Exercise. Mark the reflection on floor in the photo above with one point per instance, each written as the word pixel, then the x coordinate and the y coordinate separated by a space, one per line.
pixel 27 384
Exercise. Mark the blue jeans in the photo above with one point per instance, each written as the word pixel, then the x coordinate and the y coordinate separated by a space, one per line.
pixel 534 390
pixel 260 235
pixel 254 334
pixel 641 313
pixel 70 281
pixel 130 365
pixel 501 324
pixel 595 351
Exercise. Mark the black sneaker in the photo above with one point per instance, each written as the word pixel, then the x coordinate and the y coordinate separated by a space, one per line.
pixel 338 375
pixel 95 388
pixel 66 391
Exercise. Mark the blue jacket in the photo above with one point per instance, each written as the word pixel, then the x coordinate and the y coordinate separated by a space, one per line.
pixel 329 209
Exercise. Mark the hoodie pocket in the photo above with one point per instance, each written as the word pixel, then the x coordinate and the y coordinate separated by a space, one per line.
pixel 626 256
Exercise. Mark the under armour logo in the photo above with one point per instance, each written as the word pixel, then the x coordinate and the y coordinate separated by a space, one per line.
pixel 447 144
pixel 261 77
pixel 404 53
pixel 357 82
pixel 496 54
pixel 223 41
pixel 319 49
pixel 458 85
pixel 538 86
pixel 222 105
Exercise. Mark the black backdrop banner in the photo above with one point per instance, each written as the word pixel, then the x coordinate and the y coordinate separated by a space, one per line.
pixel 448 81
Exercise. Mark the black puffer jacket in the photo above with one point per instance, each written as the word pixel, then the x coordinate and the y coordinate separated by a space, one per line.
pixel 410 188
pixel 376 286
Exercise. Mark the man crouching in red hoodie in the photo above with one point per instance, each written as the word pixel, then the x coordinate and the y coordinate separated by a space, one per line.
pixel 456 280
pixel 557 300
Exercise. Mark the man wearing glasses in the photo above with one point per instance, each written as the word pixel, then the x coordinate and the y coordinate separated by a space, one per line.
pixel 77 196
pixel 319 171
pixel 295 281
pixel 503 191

- Exercise: Recast every line of the rows above as a Markdown table with two columns, No. and Line. Number the lines in order and leave out any blank ones.

- Reply to the task:
| No. | Line |
|---|---|
| 1 | Exercise. Mark the reflection on floor in the photo above with one point per instance, each written as the word pixel, then the x coordinate and the y coordinate separated by a space, one per line. |
| 2 | pixel 27 384 |
| 3 | Exercise. Mark the blue jeans in the photo above with one point per instance, each written as the word pixel, then the x coordinate and the y coordinate separated by a space, one per line. |
| 4 | pixel 534 390 |
| 5 | pixel 260 235 |
| 6 | pixel 254 334 |
| 7 | pixel 641 313 |
| 8 | pixel 70 281 |
| 9 | pixel 130 365 |
| 10 | pixel 501 324 |
| 11 | pixel 595 351 |
| 12 | Exercise. Mark the black sneaker in the photo above with one point per instance, each written as the word pixel, then the x coordinate and the y coordinate separated by a space, one per line. |
| 13 | pixel 338 375 |
| 14 | pixel 95 388 |
| 15 | pixel 66 391 |
| 16 | Exercise. Mark the blue jacket in the photo above with one point per instance, each written as the word pixel, then the x coordinate and the y coordinate separated by a space, one per line. |
| 17 | pixel 329 209 |
| 18 | Exercise. Mark the hoodie pocket in the photo above with one point per instance, each written as the word pixel, then the x coordinate and the y coordinate separated by a space, one per line. |
| 19 | pixel 626 256 |
| 20 | Exercise. Mark the under armour logo in the photo above with one point per instance, each written as the word pixel, then the x coordinate and the y coordinate separated by a space, one per line. |
| 21 | pixel 447 144 |
| 22 | pixel 261 77 |
| 23 | pixel 404 53 |
| 24 | pixel 357 82 |
| 25 | pixel 496 54 |
| 26 | pixel 223 41 |
| 27 | pixel 319 49 |
| 28 | pixel 458 85 |
| 29 | pixel 538 86 |
| 30 | pixel 222 105 |
| 31 | Exercise. Mark the black backdrop banner in the photo above with one point per instance, each written as the word pixel, then the x coordinate and the y coordinate separated by a space, one per line. |
| 32 | pixel 448 81 |
| 33 | Exercise. Mark the black puffer jacket in the photo above with one point per instance, each written as the word pixel, then the x coordinate and the y coordinate separated by a space, one per line. |
| 34 | pixel 410 188 |
| 35 | pixel 376 286 |
| 36 | Exercise. Mark the man crouching in red hoodie in the photo above with one point per instance, each written as the word pixel, then the x coordinate and the y coordinate separated by a space, one per line. |
| 37 | pixel 456 280 |
| 38 | pixel 557 300 |
| 39 | Exercise. Mark the man wearing glasses in the photo above with one point per instance, each written as the word pixel, then the x coordinate and the y coordinate separated by a space, one per line. |
| 40 | pixel 77 196 |
| 41 | pixel 319 171 |
| 42 | pixel 295 281 |
| 43 | pixel 503 191 |